Testo estratto
Avevo una figlia di sei anni che per me rappresentava il mondo intero e, in quel periodo, se mi entrava in camera per raccontarmi la sua giornata carica di avventure mi voltavo verso il muro e le davo le spalle.
Non è facile entrare nella mente di chi soffre, nel funzionamento che sembra così innaturale tanto da non far coincidere i fatti con le parole. Eppure, nel luogo in cui i punti di vista di padre e figlia si fondono, i meccanismi si svelano: i pensieri di Mel occupano tutto lo spazio del racconto, narrando come a volte il dolore può indurre le persone a comportarsi nei modi più assurdi e incomprensibili, e la scrittura di Miriam ce li restituisce con profondità e precisione, rendendo pubblica la fragilità di un uomo che ha provato a fare qualunque cosa per esistere abbastanza felicemente in un mondo che la nasconde, la ripudia.
Mai e poi mai ammisi, neppure riconobbi con me stesso che ero malato. Se scivolavo nella depressione, mi dicevo, era per una debolezza di carattere, quanto alle delusioni e ai fallimenti della mia vita, seppur caratteristiche di molte vite ordinarie, erano quel che credevo di meritare.

Estratti del dataset
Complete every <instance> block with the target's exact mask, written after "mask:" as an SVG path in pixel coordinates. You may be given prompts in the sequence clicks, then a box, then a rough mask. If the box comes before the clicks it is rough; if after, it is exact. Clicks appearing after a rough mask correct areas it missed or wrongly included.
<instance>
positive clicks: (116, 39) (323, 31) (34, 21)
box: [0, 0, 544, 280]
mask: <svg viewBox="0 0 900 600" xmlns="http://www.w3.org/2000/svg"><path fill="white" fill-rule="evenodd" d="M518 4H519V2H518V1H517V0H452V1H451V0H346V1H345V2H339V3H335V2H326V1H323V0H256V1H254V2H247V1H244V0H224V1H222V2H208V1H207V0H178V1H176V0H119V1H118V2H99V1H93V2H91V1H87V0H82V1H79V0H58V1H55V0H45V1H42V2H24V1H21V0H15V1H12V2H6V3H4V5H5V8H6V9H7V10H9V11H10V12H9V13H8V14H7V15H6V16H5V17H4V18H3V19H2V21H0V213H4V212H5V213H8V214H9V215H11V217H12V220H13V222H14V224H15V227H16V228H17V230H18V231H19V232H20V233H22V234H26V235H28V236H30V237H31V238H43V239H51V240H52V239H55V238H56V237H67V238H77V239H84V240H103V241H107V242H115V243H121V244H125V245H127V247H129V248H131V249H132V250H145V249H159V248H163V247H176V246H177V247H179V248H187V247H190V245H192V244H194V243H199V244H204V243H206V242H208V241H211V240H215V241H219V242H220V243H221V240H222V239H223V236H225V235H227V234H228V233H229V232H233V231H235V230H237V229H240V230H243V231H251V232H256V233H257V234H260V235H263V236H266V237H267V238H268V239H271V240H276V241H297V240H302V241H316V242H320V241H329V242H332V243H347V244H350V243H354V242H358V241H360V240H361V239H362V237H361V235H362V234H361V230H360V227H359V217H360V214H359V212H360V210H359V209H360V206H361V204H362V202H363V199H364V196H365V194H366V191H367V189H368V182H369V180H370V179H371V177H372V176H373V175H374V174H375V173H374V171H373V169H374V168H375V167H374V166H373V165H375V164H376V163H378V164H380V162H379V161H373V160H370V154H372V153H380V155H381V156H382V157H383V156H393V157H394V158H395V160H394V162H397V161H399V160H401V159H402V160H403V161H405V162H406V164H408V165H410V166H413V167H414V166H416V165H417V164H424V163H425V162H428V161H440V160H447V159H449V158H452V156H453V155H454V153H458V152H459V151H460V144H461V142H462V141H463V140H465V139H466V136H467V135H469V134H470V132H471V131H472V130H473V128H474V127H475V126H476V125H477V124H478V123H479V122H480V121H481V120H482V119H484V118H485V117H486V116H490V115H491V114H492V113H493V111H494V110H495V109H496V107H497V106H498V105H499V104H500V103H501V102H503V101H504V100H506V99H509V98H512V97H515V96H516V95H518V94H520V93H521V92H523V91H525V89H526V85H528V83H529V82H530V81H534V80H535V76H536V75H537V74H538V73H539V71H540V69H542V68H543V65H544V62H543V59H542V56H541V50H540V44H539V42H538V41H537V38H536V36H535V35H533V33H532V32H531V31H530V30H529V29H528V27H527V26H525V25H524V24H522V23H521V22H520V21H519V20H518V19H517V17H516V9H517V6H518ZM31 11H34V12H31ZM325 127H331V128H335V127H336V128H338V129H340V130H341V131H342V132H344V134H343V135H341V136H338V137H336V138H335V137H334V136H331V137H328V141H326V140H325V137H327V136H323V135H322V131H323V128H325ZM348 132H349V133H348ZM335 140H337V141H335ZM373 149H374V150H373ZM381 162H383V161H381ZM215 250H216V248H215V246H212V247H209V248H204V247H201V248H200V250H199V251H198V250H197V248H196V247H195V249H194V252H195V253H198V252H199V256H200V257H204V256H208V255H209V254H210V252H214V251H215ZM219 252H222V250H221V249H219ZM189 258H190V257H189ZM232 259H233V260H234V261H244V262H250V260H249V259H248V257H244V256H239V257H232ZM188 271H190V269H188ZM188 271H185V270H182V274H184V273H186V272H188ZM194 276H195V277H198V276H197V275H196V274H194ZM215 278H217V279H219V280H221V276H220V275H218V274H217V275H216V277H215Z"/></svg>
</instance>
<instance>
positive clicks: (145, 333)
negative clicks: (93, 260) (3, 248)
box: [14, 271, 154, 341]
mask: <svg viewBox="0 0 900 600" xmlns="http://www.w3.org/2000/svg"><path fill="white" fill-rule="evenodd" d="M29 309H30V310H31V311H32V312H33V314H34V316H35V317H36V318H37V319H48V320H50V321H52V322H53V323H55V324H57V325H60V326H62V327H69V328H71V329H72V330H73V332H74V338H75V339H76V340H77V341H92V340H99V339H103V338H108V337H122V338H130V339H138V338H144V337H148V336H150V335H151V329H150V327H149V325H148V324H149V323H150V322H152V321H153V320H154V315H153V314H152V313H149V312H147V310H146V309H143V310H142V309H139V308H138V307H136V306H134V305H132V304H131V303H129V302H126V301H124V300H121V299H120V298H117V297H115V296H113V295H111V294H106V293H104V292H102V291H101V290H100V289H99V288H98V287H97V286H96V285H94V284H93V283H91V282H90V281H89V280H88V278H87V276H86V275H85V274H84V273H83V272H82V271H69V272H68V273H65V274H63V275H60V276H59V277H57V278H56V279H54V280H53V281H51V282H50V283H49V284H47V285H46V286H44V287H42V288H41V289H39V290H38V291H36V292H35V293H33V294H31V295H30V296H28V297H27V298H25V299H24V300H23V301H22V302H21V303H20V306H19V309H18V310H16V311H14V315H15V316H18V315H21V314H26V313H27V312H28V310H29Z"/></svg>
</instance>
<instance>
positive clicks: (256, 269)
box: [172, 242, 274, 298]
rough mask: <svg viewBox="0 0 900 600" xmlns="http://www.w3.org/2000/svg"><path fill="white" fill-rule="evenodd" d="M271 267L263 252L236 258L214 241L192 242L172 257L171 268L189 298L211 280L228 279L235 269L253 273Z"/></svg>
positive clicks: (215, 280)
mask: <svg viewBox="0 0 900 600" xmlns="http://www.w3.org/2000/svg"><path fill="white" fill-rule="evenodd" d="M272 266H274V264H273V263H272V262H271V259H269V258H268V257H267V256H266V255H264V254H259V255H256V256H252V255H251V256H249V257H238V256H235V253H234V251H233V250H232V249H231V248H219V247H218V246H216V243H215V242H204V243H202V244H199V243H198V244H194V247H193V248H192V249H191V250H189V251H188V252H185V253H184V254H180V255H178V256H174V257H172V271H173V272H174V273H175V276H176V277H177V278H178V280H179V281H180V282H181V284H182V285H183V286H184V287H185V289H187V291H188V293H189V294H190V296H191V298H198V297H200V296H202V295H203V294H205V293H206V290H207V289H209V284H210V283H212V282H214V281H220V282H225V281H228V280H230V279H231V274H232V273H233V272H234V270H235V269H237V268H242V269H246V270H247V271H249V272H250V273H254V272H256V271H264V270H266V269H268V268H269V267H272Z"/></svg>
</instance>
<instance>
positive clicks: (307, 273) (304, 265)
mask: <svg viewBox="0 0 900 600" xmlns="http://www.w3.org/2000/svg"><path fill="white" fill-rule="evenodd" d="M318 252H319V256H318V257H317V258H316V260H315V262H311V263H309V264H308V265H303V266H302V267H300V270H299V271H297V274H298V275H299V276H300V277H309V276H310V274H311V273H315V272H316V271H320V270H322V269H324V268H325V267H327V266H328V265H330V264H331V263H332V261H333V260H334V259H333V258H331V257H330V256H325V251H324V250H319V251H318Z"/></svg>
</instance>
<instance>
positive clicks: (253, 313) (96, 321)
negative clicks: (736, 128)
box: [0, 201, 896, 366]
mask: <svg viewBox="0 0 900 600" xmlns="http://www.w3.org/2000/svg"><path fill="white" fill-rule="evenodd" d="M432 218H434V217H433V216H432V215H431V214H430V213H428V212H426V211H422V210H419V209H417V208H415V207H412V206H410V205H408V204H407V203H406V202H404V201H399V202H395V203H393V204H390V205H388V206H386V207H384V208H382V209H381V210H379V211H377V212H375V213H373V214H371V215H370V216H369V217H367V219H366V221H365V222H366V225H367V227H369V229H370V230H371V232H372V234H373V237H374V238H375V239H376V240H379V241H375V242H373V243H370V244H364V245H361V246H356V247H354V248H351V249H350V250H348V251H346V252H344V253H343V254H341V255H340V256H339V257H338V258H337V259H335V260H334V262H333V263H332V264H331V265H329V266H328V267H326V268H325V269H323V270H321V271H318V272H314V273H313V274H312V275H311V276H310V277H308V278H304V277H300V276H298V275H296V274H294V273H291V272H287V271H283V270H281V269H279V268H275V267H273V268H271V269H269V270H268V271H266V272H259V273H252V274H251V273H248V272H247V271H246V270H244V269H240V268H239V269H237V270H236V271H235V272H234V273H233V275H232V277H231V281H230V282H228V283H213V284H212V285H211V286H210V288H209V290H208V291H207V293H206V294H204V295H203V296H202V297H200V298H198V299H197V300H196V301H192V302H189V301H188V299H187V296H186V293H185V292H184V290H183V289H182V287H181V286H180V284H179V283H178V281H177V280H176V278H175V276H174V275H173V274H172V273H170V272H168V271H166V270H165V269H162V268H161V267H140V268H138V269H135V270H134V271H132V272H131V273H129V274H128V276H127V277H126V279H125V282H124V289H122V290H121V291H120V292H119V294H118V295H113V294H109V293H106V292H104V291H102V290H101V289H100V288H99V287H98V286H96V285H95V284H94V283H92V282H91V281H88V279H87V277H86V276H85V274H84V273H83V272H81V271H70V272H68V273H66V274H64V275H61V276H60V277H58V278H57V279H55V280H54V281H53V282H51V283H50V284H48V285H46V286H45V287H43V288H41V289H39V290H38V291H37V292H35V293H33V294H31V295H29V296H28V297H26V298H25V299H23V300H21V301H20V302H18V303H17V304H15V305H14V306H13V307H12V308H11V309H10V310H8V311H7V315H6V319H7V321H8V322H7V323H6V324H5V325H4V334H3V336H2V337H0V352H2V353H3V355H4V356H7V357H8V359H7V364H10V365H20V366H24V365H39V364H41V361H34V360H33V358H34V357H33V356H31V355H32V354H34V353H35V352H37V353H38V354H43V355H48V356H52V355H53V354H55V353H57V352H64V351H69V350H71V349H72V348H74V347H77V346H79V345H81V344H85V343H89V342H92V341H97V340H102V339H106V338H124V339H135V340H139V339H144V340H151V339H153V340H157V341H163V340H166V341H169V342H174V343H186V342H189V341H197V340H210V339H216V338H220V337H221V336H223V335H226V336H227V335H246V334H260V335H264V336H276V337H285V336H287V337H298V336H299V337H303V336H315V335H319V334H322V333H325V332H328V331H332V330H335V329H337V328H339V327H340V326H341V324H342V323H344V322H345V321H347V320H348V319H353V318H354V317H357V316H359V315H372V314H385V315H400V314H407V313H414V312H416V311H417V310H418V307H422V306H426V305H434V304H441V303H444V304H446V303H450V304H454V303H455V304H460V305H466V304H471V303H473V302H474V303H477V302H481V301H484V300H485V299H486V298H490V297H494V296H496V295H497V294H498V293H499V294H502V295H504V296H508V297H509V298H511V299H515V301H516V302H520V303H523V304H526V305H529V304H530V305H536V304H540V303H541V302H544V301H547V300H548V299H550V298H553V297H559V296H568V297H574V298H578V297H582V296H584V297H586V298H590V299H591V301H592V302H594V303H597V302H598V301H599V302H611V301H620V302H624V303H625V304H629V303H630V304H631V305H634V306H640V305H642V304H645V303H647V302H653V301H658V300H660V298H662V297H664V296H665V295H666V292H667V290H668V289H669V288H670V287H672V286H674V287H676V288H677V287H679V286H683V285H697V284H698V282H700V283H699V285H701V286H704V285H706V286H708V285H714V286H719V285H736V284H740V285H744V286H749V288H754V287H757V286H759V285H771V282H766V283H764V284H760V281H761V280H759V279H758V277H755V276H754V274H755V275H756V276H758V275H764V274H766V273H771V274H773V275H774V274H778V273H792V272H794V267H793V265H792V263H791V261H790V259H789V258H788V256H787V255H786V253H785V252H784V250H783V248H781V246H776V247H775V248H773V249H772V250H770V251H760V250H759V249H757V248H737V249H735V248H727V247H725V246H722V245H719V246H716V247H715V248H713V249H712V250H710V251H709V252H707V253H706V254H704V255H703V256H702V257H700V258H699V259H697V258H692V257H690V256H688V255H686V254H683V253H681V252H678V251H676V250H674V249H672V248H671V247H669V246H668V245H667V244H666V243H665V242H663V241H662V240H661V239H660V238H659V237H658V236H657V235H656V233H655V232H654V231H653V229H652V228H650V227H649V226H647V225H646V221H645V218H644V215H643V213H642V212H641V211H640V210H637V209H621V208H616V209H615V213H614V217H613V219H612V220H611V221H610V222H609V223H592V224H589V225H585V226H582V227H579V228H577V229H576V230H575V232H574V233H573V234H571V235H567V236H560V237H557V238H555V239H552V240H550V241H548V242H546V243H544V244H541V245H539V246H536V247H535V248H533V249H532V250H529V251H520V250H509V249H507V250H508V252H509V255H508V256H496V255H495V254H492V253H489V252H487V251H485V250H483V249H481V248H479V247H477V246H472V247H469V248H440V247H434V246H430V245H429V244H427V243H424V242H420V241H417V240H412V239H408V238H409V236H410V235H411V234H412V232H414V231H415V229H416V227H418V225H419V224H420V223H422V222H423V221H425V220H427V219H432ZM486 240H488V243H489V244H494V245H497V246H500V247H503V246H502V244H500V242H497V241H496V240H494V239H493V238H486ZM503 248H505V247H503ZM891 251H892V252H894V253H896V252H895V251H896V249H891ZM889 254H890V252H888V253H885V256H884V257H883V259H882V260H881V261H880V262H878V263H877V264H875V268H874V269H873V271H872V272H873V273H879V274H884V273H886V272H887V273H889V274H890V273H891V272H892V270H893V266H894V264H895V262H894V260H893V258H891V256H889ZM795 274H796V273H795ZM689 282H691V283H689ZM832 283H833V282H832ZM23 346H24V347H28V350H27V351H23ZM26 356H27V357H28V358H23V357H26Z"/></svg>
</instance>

Cose da fare
[A] Copia dal testo estratto il passo che va da "Non è facile" fino a "nasconde, la ripudia.".
[B] Secondo il testo estratto, quanti anni aveva la figlia che entrava in camera per raccontare la sua giornata?

Soluzioni degli esercizi
[A]
Non è facile entrare nella mente di chi soffre, nel funzionamento che sembra così innaturale tanto da non far coincidere i fatti con le parole. Eppure, nel luogo in cui i punti di vista di padre e figlia si fondono, i meccanismi si svelano: i pensieri di Mel occupano tutto lo spazio del racconto, narrando come a volte il dolore può indurre le persone a comportarsi nei modi più assurdi e incomprensibili, e la scrittura di Miriam ce li restituisce con profondità e precisione, rendendo pubblica la fragilità di un uomo che ha provato a fare qualunque cosa per esistere abbastanza felicemente in un mondo che la nasconde, la ripudia.

[B] Sei anni.